* _Entrées fournies_

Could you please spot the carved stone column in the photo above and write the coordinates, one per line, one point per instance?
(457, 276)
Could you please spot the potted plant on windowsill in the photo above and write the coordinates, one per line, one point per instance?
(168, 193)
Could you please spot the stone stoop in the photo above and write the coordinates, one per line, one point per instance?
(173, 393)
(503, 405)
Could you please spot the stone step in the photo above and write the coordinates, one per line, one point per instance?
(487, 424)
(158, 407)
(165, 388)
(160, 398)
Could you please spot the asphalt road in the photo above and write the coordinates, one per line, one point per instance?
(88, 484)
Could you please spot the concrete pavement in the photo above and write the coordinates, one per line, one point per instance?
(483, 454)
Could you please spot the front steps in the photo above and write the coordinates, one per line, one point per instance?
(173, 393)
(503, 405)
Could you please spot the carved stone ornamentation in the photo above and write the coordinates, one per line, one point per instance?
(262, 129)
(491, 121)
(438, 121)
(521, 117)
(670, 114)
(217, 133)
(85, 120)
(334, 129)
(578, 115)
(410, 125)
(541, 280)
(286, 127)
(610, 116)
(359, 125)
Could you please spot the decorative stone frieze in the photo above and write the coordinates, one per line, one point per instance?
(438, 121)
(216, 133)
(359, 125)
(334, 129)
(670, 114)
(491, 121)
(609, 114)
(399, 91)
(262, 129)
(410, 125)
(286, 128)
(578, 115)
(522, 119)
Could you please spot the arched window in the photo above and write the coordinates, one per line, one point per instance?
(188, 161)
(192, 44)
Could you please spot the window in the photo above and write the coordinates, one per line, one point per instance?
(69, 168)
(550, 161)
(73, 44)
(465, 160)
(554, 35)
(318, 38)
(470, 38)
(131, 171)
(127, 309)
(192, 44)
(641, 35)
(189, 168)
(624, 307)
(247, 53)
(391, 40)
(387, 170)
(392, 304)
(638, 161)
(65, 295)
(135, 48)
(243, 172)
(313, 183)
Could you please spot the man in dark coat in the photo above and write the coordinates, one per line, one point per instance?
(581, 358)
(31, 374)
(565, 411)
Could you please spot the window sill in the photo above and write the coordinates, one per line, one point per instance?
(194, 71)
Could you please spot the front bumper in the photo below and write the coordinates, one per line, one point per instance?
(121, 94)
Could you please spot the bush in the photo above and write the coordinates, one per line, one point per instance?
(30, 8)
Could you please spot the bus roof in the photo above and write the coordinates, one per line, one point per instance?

* _Tâche à effectuer_
Reproduisez à l'identique l'ensemble des entrées ci-dessus, ligne par ligne, sans rien omettre.

* _Résultat final_
Could you please spot the carved stone column in the photo above and write the coordinates, one per line, one point per instance?
(457, 276)
Could you please spot the potted plant on windowsill in the photo above and write the coordinates, one per line, one point per instance?
(168, 193)
Could you please spot the stone stoop in the photo above and write the coordinates, one per line, one point per instance?
(173, 393)
(503, 405)
Could you please spot the stone step in the photo above and write the coordinates, one per line, one point per instance?
(487, 424)
(158, 407)
(165, 388)
(160, 398)
Could you please spot the asphalt road in the photo above and write the coordinates, one per line, one point per instance?
(88, 484)
Could you please spot the concrete pavement in the photo above and write the coordinates, one per line, one point per instance?
(483, 454)
Could you please spot the front steps in the photo above and write the coordinates, one per line, one point per instance?
(173, 393)
(503, 405)
Could you please spot the carved stone ornamentation in the photo above and write the coordinates, one per line, one point per instance?
(262, 129)
(491, 121)
(438, 121)
(521, 117)
(670, 114)
(217, 133)
(85, 120)
(334, 129)
(578, 115)
(410, 125)
(541, 280)
(286, 127)
(610, 116)
(359, 125)
Could you please spot the decorative stone frieze in the photo above and write the coordinates, one per line, one point per instance?
(438, 121)
(216, 133)
(359, 125)
(334, 129)
(670, 114)
(491, 121)
(609, 114)
(399, 91)
(262, 129)
(410, 125)
(286, 128)
(578, 115)
(522, 119)
Could you please spot the arched window in the photo above and write the coordinates, one per line, one point per instance?
(188, 161)
(192, 44)
Could you please spot the window in the photo above and write the coordinates, one per line, one point per instance?
(69, 168)
(550, 161)
(73, 44)
(465, 160)
(554, 35)
(318, 38)
(470, 38)
(131, 171)
(127, 309)
(192, 44)
(641, 35)
(189, 168)
(624, 307)
(247, 53)
(391, 40)
(387, 170)
(392, 304)
(638, 161)
(65, 295)
(135, 48)
(243, 172)
(313, 183)
Could you please spot the man in dark coat in the photo above and write the coordinates, one per line, one point per instance?
(581, 358)
(31, 374)
(565, 411)
Could you please spot the window sill in the photo above and write the coordinates, one per line, one point per instance?
(194, 71)
Could you please spot the front bumper in the photo below and write the coordinates, one per line, one point per instance?
(121, 94)
Could you please spot the bush in the photo above and write the coordinates, one per line, one point per instance?
(30, 8)
Could you please spot the bus roof in the photo above and write the coordinates, one per line, one point per instance?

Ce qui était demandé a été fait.